>> begin GIVEN PASSAGE

Later in this gospel Jesus is going to say, in 15:13 No one has greater love than this, to lay down one’s life for one’s friends.[2]

So what is necessary for love, what is the full definition of love. . . what are the ingredients, in this force, this binding principle, this basis for the very world we live in? I've been studying and building this definition for years, constantly tinkering and adding, and thinking, trying not to confine it too much, but to really come to know what love is, on the deepest level. And if Jesus is our example. . . as this gospel constantly is suggesting, or not suggesting but screaming. . .  then one major piece is sacrifice. . . because that is what Jesus does. He makes the words of Caiaphas ring true. He does die so that others may live. . . but Caiaphas is short sighted, he knows not what he is saying, because he thinks he is making a sacrifice to appease the Romans. . . the only power he knows, or fears. . . his sacrifice is according to the world's laws, the practical world. . . the world of power, and force, and control. They knew that sacrifice was an important weapon, but they did not know love, because sacrifice is not the only ingredient. They were missing, had no knowledge of, and completely were ignorant of the other two. For in a world created by a Trinitarian God, the definition of Love, when God is Love. . . should rightly have three parts.

>> end GIVEN PASSAGE
>> begin THE DATA

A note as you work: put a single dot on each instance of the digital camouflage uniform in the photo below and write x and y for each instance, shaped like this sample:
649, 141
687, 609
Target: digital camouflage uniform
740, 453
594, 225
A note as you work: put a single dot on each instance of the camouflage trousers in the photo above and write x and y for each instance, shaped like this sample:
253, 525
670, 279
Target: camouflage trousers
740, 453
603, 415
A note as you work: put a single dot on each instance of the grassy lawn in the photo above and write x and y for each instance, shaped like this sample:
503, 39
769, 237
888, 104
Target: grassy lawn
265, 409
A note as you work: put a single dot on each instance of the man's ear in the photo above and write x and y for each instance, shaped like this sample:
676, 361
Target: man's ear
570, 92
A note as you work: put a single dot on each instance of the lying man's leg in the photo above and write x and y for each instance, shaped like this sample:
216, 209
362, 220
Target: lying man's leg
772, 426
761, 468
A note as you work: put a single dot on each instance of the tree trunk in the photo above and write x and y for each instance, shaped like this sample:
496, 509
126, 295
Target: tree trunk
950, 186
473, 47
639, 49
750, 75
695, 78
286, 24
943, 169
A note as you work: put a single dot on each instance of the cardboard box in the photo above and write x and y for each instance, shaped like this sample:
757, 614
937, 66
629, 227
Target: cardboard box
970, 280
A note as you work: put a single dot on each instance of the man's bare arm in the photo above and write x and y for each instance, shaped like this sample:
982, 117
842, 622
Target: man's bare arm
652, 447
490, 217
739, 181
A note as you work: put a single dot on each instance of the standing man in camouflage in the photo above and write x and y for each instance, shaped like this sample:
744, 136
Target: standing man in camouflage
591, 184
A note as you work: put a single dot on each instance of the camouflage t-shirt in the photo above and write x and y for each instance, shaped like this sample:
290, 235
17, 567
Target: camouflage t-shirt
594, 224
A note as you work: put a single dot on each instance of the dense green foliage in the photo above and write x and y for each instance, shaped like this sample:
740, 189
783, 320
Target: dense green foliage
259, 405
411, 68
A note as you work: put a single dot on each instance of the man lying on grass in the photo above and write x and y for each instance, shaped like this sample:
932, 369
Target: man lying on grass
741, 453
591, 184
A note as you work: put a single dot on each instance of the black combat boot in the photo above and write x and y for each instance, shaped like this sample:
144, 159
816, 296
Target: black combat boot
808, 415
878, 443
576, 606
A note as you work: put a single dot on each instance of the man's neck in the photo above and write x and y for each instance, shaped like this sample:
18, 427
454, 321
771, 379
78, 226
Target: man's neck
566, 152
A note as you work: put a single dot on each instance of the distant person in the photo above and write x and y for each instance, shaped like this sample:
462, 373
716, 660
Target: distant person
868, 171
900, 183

>> end THE DATA

### SET OF TASKS
1) Answer these questions from the passage on love, one line each:
(a) Which verse of the gospel is cited for the words "No one has greater love than this"?
(b) Whom does Caiaphas think he is appeasing with his sacrifice?
(c) How many parts should the definition of Love rightly have?
2) Arrange the records as a Markdown table, from the line containing "of the black" down to the end of the records, with the columns Row and Line. Leave out any blank lines.

### SOLUTIONS TO THE PROBLEMS
1)
(a) 15:13
(b) The Romans
(c) Three

2)
| Row | Line |
|---|---|
| 1 | A note as you work: put a single dot on each instance of the black combat boot in the photo above and write x and y for each instance, shaped like this sample: |
| 2 | 144, 159 |
| 3 | 816, 296 |
| 4 | Target: black combat boot |
| 5 | 808, 415 |
| 6 | 878, 443 |
| 7 | 576, 606 |
| 8 | A note as you work: put a single dot on each instance of the man's neck in the photo above and write x and y for each instance, shaped like this sample: |
| 9 | 18, 427 |
| 10 | 454, 321 |
| 11 | 771, 379 |
| 12 | 78, 226 |
| 13 | Target: man's neck |
| 14 | 566, 152 |
| 15 | A note as you work: put a single dot on each instance of the distant person in the photo above and write x and y for each instance, shaped like this sample: |
| 16 | 462, 373 |
| 17 | 716, 660 |
| 18 | Target: distant person |
| 19 | 868, 171 |
| 20 | 900, 183 |